**TASK A**
Copy out the passage on sensitivity to various transformations word for word, in full.

**EXCERPTED TEXT**
###
Sensitivity to various transformations
While it is true that we wanted to investigate the resizing issue more deeply because there is a principled reason why Corvi struggles with it, in our evaluations, we have shown robustness to many other randomized post-processing artifacts. Table 2 is for that purpose, where we show the sensitivity to blur, JPEG compression and color jitter operations (lines 412-413). However, we also agree with the reviewer that a more comprehensive study of our method's sensitivity to isolated post processing effects will be helpful. For that purpose, we have conducted additional tests separately analyzing the model's robustness to blur, Gaussian noise, and JPEG compression. We refer the reviewer to Appendix A.2.5 for the analysis. Particularly in the case of blur, we notice that blurred fake images are more confidently classified as fake using our method compared to Corvi.
###
**INPUT MATERIAL**
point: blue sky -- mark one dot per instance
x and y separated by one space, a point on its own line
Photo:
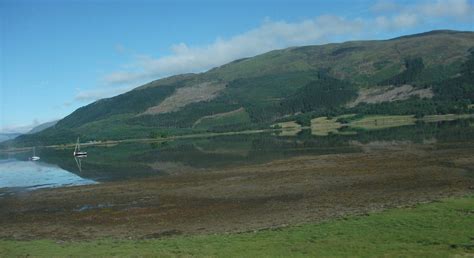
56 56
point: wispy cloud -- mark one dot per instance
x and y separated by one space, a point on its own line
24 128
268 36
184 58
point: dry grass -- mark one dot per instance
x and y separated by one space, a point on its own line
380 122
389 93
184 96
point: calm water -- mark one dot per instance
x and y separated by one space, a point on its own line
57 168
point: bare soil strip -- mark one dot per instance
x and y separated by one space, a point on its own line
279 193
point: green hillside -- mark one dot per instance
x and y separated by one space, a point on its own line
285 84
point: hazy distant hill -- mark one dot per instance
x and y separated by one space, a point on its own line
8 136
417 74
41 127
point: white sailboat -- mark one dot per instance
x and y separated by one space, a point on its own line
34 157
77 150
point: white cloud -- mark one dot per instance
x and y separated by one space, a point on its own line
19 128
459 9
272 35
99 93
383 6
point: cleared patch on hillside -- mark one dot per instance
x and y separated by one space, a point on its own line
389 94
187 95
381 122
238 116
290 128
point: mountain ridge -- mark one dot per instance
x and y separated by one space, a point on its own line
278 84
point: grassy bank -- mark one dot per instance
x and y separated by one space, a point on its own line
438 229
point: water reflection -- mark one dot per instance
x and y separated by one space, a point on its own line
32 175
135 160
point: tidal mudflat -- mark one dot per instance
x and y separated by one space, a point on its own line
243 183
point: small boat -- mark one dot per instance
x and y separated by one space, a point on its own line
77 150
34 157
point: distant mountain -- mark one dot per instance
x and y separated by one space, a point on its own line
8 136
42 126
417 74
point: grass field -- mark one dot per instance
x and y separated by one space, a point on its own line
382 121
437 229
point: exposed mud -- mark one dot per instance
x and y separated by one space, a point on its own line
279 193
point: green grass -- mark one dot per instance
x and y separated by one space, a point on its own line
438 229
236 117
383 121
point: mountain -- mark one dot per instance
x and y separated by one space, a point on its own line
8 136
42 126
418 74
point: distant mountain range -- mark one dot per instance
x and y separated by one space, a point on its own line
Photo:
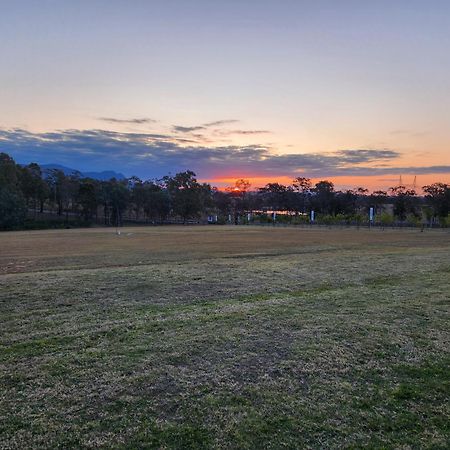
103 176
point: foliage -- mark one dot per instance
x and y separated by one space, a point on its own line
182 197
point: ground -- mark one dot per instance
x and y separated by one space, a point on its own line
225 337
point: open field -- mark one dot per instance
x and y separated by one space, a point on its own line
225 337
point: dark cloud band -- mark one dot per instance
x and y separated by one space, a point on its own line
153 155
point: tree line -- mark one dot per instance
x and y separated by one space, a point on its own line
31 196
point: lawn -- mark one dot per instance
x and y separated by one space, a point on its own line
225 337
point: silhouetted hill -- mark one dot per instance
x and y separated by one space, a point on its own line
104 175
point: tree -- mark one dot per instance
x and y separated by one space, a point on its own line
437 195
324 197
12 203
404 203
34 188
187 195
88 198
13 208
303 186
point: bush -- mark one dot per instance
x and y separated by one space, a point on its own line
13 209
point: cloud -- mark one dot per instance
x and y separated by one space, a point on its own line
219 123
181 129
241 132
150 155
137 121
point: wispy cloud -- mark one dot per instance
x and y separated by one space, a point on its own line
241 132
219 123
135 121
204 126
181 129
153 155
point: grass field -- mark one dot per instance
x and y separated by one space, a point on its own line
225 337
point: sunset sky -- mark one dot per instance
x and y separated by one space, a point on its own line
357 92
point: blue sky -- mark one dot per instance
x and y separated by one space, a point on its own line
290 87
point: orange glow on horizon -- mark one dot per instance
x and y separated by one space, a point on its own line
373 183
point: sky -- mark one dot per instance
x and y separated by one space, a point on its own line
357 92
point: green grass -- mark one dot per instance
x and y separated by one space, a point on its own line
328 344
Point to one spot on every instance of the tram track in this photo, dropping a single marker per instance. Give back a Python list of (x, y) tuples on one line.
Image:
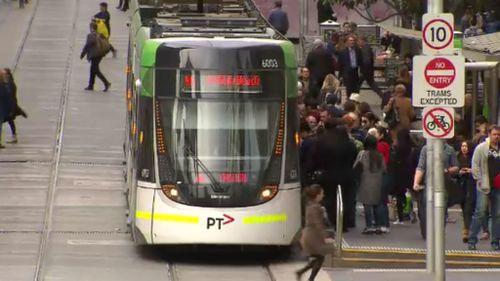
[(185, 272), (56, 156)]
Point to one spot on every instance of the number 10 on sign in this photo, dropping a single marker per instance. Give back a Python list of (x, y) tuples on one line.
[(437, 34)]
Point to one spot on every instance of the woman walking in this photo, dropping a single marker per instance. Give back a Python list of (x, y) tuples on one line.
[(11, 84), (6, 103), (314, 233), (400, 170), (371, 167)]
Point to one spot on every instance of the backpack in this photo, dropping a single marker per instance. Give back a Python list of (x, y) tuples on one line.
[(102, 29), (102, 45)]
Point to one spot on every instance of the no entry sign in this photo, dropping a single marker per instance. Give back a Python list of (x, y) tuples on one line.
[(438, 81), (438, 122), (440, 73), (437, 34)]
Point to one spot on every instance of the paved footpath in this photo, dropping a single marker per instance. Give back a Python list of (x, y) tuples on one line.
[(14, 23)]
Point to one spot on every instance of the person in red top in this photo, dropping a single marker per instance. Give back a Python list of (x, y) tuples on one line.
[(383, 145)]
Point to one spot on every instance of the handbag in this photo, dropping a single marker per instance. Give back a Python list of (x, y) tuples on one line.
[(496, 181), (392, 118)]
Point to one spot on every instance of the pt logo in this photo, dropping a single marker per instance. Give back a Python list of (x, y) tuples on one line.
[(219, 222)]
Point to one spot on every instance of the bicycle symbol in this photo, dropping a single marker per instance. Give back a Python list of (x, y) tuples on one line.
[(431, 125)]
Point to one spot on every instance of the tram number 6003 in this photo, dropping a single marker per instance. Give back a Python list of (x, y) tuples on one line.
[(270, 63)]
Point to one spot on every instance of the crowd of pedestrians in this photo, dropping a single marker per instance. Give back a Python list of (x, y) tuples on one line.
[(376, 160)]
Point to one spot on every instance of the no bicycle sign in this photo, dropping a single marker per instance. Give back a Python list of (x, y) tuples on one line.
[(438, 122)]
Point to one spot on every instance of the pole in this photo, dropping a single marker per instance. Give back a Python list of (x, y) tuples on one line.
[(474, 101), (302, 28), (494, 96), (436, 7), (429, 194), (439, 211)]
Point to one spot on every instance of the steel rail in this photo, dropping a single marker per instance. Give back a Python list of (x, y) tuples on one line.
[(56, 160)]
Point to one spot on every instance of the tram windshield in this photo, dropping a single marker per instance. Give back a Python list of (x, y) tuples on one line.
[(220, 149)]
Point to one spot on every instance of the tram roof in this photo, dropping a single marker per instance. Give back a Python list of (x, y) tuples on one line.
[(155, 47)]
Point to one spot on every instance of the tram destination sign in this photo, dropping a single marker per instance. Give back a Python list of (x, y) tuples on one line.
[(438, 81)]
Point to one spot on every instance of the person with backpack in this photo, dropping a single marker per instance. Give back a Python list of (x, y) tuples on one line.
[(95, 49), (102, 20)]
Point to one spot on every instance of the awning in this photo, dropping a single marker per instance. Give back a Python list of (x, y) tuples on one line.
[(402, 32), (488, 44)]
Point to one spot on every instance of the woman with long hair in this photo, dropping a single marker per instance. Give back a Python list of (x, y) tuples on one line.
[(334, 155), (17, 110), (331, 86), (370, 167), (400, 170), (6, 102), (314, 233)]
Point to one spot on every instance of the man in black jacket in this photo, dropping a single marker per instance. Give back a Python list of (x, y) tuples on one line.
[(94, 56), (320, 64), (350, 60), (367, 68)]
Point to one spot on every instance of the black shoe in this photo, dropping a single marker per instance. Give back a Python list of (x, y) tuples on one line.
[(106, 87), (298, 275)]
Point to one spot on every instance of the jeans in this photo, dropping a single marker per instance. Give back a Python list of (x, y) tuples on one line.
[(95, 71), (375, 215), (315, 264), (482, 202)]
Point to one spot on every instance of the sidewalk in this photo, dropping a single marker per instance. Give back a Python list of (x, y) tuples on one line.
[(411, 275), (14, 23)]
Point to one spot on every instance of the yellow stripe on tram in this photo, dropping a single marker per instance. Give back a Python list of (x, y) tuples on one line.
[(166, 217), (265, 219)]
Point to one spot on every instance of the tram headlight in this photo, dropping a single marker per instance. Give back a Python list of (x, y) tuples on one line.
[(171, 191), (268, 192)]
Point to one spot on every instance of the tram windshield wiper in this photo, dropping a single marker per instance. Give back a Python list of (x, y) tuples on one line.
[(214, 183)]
###
**TASK B**
Rewrite only the records from the line that contains "Point to one spot on every instance of the number" down through the line that contains "[(431, 125)]", with "dropping" replaced by "placing" and everything else unchanged.

**EXPECTED OUTPUT A**
Sensitivity to various transformations
While it is true that we wanted to investigate the resizing issue more deeply because there is a principled reason why Corvi struggles with it, in our evaluations, we have shown robustness to many other randomized post-processing artifacts. Table 2 is for that purpose, where we show the sensitivity to blur, JPEG compression and color jitter operations (lines 412-413). However, we also agree with the reviewer that a more comprehensive study of our method's sensitivity to isolated post processing effects will be helpful. For that purpose, we have conducted additional tests separately analyzing the model's robustness to blur, Gaussian noise, and JPEG compression. We refer the reviewer to Appendix A.2.5 for the analysis. Particularly in the case of blur, we notice that blurred fake images are more confidently classified as fake using our method compared to Corvi.

**EXPECTED OUTPUT B**
Point to one spot on every instance of the number 10 on sign in this photo, placing a single marker per instance. Give back a Python list of (x, y) tuples on one line.
[(437, 34)]
Point to one spot on every instance of the woman walking in this photo, placing a single marker per instance. Give back a Python list of (x, y) tuples on one line.
[(11, 84), (6, 103), (314, 233), (400, 170), (371, 167)]
Point to one spot on every instance of the backpack in this photo, placing a single marker per instance. Give back a Python list of (x, y) tuples on one line.
[(102, 29), (102, 45)]
Point to one spot on every instance of the no entry sign in this photo, placing a single marker per instance. Give back a Python list of (x, y) tuples on one line.
[(438, 81), (438, 122), (440, 73), (437, 34)]
Point to one spot on every instance of the paved footpath in this photo, placing a single marker per instance. Give back a Python list of (x, y) tuples on one line.
[(14, 23)]
Point to one spot on every instance of the person in red top in this photo, placing a single marker per instance. Give back a Python list of (x, y) tuples on one line.
[(383, 145)]
Point to one spot on every instance of the handbag in this photo, placing a single marker per instance. Give back a Python list of (x, y) tuples on one line.
[(496, 181), (392, 118)]
Point to one spot on every instance of the pt logo in this photo, placing a single marker per instance. Give back a Python list of (x, y) tuples on one line.
[(219, 222)]
Point to one spot on every instance of the bicycle symbol in this photo, placing a single marker per instance. Give back a Python list of (x, y) tuples on one line.
[(431, 125)]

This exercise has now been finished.